[Opening Given records section]

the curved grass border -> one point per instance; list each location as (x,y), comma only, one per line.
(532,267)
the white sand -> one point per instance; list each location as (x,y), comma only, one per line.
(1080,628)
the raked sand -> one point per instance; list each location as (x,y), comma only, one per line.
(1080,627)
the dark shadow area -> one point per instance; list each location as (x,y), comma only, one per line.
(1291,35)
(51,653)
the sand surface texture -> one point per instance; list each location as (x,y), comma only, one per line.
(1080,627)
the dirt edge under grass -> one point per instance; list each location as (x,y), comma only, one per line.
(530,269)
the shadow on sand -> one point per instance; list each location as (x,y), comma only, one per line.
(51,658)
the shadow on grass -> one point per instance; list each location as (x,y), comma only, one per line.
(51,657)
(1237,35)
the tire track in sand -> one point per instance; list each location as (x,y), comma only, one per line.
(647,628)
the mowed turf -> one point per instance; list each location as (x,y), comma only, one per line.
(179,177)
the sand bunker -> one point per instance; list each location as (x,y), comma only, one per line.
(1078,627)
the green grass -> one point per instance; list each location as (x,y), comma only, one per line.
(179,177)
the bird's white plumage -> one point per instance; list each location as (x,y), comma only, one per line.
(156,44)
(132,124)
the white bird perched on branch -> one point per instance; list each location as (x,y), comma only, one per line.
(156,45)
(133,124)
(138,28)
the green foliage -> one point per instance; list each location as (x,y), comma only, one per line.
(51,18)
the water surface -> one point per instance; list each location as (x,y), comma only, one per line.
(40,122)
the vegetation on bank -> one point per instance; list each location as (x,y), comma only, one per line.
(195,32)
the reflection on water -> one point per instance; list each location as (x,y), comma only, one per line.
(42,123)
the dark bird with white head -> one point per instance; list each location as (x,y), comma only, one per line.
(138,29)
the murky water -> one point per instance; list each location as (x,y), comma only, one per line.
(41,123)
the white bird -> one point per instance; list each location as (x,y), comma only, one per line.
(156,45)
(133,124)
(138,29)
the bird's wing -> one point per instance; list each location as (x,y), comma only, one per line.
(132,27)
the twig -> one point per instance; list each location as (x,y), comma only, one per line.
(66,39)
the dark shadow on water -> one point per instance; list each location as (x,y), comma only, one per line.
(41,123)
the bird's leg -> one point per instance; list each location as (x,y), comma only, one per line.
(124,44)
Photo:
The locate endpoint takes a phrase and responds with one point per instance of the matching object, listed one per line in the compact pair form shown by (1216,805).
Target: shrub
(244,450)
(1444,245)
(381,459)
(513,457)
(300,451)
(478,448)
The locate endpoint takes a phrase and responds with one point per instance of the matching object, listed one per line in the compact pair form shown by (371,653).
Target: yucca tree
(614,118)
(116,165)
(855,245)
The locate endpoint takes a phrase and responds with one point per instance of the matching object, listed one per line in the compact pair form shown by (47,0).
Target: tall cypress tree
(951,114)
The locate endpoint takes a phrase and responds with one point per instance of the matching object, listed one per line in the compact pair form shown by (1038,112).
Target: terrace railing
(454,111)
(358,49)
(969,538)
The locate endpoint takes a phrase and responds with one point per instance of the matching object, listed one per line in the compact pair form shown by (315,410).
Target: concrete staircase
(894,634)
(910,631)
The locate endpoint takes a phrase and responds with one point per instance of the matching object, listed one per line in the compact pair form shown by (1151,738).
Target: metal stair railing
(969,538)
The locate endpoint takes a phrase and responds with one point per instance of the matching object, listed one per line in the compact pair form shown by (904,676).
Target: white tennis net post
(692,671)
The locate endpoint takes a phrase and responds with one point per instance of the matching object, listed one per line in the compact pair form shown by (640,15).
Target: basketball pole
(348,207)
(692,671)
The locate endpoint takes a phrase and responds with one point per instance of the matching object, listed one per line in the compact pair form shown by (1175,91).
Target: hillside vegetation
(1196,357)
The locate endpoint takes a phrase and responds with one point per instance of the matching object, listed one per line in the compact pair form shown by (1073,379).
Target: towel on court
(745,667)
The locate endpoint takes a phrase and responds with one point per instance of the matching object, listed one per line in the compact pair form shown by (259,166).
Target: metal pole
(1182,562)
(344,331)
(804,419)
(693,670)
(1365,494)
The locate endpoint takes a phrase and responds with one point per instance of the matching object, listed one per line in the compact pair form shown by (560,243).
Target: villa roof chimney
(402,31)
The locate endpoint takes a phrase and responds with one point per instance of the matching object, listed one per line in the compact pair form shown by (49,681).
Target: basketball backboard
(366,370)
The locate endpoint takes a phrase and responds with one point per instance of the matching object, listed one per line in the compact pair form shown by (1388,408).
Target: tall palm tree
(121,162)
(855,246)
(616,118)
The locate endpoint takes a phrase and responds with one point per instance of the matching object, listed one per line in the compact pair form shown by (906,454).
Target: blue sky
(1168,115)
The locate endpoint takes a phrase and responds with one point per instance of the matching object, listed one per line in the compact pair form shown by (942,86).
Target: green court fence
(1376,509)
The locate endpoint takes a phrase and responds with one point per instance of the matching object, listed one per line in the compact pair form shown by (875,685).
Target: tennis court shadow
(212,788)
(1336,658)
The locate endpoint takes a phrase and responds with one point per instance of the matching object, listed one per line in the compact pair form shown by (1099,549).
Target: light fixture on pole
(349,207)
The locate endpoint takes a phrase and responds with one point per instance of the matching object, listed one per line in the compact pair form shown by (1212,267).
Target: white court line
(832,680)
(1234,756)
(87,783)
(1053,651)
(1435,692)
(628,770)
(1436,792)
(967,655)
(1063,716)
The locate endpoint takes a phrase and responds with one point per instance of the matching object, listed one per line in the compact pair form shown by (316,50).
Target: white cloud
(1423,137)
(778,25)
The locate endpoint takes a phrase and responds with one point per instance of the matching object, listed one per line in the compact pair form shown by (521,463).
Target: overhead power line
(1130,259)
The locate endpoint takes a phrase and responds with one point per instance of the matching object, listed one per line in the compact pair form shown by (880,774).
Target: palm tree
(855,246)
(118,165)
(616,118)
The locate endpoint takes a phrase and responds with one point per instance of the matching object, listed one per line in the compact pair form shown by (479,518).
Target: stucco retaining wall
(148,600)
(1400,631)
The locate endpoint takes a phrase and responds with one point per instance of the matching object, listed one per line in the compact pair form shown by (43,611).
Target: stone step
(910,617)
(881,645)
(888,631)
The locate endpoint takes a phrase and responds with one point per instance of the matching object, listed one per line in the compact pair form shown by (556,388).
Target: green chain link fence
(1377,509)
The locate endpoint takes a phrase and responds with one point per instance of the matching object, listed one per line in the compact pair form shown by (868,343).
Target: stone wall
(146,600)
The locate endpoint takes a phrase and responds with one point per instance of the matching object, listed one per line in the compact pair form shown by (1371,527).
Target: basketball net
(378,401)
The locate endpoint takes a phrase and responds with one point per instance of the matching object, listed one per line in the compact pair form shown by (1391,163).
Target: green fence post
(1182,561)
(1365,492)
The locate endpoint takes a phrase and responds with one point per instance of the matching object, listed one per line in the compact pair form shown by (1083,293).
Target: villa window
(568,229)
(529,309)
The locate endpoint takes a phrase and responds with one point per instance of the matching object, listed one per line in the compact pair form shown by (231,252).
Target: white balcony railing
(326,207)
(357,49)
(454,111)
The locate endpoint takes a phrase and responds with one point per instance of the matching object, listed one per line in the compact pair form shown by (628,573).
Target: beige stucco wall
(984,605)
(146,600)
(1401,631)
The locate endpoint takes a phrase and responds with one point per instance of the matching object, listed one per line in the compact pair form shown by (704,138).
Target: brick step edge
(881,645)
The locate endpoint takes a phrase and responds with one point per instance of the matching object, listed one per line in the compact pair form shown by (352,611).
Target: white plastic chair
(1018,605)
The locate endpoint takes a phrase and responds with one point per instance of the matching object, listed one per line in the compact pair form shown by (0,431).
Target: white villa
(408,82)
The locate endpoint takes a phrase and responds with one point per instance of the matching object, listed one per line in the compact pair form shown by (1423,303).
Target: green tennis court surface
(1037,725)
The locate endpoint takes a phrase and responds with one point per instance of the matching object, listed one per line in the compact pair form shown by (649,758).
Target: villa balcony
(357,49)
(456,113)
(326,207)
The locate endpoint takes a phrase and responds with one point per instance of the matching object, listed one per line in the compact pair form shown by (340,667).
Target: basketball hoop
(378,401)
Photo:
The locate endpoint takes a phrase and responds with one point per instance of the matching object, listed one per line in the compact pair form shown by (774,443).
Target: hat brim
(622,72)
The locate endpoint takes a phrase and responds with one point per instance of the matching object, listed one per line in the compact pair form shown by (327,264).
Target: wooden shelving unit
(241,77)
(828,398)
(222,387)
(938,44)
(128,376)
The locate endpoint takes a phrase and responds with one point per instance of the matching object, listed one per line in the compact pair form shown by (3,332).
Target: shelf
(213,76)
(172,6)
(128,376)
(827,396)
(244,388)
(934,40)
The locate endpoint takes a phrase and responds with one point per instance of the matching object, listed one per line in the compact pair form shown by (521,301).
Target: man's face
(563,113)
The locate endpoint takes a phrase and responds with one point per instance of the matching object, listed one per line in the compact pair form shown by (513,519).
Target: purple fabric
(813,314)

[Closing Given records section]

[Work to be completed]
Keeping every character as it is, restate the lines above that run from the line with "Target: hillside vegetation" through the line with "shown by (560,243).", both included, and nothing else.

[Task response]
Target: hillside vegetation
(1196,357)
The locate endpoint takes a phrase and responds with one point per instance of the matching object, listed one per line in the compact pair form shown by (1073,379).
Target: towel on court
(745,667)
The locate endpoint takes a phrase and responds with one point per instance of the matching object, listed one per line in the compact pair form shown by (259,166).
Target: metal pole
(1182,562)
(344,331)
(804,419)
(693,670)
(1365,494)
The locate endpoint takes a phrase and responds with one point per instance of the matching object, listed one per line in the compact pair form shown by (560,243).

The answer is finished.